Exercise requirements: Return every line from the records below in which the word "label" is found.

Start of Records shown

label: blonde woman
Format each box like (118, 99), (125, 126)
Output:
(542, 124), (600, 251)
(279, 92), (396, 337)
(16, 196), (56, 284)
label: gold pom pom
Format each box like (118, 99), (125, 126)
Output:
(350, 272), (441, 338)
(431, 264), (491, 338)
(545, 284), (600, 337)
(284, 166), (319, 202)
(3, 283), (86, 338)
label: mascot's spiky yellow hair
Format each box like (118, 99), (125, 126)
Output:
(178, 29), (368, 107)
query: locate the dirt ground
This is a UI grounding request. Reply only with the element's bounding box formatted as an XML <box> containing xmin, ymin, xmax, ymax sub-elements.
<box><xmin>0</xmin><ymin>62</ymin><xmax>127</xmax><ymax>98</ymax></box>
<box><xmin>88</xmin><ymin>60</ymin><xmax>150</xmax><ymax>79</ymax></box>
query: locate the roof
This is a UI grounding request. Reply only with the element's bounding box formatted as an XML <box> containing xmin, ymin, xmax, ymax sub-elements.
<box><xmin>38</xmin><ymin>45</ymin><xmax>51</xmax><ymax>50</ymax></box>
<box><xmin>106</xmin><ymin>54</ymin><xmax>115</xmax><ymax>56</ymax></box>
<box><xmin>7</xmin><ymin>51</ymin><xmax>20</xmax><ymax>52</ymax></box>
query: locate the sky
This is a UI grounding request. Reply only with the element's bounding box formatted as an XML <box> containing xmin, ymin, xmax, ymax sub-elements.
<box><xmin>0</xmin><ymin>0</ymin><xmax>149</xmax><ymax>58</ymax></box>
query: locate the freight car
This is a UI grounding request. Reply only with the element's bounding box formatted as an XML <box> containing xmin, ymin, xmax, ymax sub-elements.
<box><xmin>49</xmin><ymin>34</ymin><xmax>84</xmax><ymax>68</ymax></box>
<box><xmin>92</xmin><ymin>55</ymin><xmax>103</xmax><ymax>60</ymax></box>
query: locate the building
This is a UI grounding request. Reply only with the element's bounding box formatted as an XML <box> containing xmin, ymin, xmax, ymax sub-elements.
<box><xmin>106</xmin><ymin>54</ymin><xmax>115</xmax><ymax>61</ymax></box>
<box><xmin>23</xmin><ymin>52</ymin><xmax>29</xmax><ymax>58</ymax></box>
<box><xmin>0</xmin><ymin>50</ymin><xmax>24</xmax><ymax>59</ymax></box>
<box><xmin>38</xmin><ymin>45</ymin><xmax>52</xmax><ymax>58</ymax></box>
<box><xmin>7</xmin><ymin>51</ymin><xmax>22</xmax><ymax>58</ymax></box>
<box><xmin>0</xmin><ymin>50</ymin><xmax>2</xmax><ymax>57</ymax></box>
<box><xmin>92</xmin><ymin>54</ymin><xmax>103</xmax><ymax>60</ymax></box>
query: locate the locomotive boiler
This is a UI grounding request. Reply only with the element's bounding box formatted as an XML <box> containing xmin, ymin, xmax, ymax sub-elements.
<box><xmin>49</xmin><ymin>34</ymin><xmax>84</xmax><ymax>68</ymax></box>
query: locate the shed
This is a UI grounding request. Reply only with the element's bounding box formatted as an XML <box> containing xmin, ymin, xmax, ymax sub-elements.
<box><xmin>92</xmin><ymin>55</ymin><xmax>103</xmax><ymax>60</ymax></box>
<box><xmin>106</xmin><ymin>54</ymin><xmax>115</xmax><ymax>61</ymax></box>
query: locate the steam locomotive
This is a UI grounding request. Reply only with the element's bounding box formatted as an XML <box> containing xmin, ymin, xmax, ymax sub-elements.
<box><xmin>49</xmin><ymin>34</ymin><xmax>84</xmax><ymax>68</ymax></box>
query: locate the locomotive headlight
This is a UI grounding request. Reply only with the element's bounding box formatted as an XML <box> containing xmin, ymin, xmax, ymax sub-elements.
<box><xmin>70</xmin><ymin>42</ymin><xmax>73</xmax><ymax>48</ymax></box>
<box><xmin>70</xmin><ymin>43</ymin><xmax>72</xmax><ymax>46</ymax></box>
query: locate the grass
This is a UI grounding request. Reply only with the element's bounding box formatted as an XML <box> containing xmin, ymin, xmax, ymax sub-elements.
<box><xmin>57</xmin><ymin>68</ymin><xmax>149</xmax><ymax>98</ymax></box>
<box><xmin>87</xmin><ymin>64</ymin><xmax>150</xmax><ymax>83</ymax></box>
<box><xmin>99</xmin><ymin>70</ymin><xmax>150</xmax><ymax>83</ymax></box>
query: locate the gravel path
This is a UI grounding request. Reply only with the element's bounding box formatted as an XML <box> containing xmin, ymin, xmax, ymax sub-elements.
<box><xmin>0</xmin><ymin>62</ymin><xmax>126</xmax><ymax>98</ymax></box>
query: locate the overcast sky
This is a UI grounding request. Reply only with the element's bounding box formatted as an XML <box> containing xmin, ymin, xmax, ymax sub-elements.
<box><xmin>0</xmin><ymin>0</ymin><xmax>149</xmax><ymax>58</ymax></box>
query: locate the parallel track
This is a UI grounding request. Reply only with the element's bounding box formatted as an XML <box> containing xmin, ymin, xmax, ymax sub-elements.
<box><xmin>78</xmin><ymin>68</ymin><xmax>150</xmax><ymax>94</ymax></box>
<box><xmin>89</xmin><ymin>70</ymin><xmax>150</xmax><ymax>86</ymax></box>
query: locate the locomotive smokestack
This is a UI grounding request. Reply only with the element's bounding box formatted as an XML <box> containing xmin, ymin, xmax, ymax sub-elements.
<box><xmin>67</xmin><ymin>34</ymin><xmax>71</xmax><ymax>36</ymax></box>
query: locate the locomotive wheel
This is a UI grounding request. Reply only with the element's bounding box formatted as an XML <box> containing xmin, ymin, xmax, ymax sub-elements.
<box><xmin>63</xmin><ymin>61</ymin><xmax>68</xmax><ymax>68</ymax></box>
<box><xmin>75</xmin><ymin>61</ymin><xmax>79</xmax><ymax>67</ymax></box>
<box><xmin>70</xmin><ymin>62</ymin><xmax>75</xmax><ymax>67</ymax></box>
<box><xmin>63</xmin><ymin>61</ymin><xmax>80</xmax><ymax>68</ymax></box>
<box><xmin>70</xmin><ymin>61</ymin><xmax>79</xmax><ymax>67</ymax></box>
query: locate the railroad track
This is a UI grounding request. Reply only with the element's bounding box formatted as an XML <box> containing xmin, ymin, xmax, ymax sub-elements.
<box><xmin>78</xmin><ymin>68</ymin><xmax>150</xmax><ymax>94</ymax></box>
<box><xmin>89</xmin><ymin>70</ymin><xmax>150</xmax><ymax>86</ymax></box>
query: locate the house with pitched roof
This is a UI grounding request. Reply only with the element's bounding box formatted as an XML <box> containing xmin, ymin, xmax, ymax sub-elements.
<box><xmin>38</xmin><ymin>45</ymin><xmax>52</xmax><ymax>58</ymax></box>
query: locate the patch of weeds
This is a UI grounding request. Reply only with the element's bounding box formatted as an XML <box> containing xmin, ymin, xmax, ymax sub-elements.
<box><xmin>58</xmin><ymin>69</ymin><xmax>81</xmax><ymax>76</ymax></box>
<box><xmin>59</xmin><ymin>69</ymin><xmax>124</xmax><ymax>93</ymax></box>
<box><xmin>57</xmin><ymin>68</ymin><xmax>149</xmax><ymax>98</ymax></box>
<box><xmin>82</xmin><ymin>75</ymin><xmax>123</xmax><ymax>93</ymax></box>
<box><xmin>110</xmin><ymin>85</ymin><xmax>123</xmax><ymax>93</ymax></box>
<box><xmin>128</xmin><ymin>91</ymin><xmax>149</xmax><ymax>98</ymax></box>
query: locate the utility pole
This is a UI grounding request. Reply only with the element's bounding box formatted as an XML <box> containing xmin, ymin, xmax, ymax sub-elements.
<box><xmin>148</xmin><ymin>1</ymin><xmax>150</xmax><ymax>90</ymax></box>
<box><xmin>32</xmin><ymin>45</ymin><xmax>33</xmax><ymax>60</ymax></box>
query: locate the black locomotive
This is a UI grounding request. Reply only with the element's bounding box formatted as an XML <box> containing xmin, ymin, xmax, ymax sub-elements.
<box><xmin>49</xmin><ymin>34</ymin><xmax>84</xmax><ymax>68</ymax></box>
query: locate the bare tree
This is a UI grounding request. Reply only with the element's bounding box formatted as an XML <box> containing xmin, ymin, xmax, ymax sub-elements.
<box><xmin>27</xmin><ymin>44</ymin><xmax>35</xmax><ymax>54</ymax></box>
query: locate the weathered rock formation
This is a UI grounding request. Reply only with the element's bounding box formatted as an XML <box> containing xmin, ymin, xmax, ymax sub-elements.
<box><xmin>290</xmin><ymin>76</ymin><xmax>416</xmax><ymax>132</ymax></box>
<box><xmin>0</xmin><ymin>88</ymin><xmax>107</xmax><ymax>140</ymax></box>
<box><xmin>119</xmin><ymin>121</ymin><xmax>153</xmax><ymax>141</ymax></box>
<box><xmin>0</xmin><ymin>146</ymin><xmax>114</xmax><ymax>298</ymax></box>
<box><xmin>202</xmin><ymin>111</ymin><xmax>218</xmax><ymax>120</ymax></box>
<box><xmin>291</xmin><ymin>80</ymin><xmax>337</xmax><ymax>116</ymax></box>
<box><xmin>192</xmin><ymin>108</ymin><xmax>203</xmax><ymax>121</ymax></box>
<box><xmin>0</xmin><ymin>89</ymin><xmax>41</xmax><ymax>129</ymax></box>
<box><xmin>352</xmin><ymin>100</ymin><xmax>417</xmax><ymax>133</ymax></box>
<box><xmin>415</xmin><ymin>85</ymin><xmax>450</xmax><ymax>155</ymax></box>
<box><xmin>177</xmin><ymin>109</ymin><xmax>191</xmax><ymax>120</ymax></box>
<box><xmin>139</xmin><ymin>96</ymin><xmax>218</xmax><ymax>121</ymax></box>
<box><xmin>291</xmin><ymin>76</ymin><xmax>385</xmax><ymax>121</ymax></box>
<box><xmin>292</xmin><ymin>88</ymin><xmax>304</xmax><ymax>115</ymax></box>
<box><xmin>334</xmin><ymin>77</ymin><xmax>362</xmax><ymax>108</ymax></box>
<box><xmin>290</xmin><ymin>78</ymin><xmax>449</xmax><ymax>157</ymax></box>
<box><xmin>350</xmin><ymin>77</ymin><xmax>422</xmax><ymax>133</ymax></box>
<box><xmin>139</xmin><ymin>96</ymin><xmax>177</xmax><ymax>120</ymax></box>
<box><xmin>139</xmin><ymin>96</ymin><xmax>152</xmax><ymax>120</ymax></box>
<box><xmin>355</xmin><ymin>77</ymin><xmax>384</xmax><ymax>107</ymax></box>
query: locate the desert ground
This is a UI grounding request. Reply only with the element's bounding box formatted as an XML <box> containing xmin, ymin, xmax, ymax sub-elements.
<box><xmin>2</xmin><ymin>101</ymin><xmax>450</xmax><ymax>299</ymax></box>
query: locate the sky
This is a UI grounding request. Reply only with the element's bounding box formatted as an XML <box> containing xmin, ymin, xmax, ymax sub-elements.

End of Records shown

Exercise output:
label: blonde woman
label: gold pom pom
label: mascot's spiky yellow hair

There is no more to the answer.